REQUEST ▸ Output the lines from the start of the records through the line containing "133 17 L 134", inclusive, as a numbered list, leaving out any blank lines.

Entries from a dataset
_ _ _ _ _ _ _

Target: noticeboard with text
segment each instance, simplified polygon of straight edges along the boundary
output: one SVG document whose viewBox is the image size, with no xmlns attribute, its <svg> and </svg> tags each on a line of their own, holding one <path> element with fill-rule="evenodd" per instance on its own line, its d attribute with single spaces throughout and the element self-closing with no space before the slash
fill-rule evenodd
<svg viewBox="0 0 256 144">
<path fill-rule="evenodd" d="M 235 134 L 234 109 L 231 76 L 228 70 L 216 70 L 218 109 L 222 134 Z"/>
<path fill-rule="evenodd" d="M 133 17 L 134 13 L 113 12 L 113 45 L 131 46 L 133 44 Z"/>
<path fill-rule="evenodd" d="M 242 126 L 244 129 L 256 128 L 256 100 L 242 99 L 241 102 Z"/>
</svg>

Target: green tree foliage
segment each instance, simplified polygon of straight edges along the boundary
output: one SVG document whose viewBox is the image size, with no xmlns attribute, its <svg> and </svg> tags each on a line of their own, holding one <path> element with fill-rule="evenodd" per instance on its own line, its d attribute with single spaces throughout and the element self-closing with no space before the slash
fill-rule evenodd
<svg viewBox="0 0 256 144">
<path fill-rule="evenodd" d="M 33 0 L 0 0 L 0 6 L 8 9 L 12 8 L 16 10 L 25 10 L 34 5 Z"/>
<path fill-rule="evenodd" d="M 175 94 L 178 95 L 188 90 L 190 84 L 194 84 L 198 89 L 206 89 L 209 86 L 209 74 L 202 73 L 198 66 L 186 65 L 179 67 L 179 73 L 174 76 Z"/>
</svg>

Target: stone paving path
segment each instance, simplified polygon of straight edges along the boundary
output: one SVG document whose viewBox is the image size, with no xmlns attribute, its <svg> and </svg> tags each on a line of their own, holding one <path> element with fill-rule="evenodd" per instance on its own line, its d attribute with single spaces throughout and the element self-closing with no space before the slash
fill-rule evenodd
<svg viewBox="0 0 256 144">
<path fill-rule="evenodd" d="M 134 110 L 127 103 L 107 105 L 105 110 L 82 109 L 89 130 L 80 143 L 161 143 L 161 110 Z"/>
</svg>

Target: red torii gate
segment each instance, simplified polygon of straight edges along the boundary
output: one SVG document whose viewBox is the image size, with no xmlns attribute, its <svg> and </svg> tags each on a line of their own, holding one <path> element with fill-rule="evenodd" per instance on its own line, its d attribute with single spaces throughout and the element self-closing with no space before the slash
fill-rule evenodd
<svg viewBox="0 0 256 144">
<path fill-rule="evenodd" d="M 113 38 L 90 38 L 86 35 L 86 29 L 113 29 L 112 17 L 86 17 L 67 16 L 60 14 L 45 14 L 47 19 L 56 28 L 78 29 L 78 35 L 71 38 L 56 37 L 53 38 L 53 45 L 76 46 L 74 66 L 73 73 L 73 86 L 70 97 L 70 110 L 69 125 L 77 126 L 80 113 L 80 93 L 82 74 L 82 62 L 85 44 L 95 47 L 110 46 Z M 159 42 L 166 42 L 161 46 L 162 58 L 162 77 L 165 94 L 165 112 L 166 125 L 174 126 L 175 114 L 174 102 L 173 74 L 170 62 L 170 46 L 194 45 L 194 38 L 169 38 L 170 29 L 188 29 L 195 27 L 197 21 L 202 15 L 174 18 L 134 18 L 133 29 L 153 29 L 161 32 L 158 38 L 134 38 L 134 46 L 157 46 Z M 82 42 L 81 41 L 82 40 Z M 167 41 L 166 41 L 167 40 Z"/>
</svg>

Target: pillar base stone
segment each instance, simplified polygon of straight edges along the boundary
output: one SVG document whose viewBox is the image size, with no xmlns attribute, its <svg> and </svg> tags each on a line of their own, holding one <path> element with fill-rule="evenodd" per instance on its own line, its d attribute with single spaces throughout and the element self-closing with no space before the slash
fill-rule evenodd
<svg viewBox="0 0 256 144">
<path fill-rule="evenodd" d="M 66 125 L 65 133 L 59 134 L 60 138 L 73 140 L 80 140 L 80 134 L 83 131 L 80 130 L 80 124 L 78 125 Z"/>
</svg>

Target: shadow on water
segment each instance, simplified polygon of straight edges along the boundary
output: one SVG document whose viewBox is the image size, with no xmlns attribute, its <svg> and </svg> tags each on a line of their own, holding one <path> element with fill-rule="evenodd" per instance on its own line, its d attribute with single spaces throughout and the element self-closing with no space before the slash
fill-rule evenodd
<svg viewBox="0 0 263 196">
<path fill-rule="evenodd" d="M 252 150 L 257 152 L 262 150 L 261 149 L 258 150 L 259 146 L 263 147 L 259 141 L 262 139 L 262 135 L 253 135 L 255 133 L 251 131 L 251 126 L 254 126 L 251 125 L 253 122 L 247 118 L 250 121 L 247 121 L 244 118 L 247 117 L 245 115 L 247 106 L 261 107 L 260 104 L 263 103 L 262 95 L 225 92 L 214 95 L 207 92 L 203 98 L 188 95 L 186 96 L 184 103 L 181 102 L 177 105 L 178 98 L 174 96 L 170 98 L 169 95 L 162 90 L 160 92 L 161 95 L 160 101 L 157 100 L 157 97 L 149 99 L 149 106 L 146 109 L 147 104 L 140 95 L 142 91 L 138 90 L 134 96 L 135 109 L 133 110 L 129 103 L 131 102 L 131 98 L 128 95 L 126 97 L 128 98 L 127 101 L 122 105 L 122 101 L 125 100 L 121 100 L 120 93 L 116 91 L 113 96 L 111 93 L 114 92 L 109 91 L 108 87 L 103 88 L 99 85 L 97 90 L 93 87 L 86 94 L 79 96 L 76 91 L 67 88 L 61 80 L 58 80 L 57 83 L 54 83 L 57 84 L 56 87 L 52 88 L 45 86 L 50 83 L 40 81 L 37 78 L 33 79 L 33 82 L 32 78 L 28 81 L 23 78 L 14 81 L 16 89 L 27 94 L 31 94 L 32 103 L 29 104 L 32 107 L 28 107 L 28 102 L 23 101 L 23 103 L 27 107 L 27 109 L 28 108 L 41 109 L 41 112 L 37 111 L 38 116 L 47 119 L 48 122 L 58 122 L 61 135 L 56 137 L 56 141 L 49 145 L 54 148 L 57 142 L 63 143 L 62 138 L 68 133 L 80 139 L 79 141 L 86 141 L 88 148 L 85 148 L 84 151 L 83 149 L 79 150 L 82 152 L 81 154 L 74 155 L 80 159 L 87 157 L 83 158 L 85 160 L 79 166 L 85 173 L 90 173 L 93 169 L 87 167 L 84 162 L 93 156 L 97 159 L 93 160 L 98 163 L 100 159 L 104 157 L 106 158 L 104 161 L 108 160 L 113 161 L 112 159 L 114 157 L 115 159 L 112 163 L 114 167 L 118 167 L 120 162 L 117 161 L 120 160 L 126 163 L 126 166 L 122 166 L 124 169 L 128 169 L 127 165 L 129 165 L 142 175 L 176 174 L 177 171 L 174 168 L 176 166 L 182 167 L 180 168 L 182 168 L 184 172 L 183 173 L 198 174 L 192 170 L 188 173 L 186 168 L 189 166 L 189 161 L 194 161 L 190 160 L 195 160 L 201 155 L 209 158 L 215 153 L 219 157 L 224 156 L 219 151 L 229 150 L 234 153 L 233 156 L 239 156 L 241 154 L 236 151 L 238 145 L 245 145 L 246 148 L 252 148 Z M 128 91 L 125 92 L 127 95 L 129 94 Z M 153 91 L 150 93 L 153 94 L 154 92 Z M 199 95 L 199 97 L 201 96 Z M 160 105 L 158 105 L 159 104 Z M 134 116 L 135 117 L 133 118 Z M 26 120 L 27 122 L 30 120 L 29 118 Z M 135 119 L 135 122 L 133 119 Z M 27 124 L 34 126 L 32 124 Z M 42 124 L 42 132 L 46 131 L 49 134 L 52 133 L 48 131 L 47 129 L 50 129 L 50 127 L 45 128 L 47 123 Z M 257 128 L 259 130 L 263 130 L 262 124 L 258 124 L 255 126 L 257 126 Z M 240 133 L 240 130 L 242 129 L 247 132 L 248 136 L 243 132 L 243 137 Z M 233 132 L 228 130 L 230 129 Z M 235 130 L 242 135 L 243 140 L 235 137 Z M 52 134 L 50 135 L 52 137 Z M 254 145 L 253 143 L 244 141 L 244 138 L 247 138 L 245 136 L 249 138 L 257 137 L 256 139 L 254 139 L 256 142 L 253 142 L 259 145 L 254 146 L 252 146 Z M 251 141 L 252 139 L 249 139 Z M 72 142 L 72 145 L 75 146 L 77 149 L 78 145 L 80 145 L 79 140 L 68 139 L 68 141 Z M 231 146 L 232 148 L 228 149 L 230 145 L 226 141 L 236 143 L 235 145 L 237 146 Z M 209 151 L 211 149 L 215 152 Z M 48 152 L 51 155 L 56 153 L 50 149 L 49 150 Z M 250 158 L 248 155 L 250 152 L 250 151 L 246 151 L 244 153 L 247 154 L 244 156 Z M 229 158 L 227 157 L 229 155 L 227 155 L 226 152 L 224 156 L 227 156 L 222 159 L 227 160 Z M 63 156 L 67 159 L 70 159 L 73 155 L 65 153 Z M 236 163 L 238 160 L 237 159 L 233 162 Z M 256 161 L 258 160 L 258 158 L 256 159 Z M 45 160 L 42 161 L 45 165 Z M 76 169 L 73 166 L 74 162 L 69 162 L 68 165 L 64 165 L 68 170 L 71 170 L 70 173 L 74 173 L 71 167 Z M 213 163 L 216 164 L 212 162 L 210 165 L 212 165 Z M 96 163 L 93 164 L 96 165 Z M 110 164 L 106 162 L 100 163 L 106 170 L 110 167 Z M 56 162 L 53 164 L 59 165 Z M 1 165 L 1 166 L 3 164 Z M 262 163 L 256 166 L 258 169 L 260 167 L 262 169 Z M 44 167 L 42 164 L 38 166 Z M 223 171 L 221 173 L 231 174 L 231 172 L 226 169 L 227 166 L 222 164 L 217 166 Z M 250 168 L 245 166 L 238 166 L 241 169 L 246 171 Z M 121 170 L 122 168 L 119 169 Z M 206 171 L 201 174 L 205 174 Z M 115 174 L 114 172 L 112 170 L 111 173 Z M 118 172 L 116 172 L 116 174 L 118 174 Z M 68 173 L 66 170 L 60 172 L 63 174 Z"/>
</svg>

_ _ _ _ _ _ _

EXERCISE SOLUTION ▸
1. Target: noticeboard with text
2. segment each instance, simplified polygon of straight edges along the boundary
3. output: one SVG document whose viewBox is the image size, with no xmlns attribute, its <svg> and </svg> tags each on a line of their own, holding one <path> element with fill-rule="evenodd" per instance on its own line, its d attribute with single spaces throughout and the element self-closing with no space before the slash
4. fill-rule evenodd
5. <svg viewBox="0 0 256 144">
6. <path fill-rule="evenodd" d="M 235 134 L 234 109 L 231 76 L 228 70 L 216 70 L 218 109 L 222 134 Z"/>
7. <path fill-rule="evenodd" d="M 133 17 L 134 13 L 113 12 L 113 45 L 131 46 L 133 44 Z"/>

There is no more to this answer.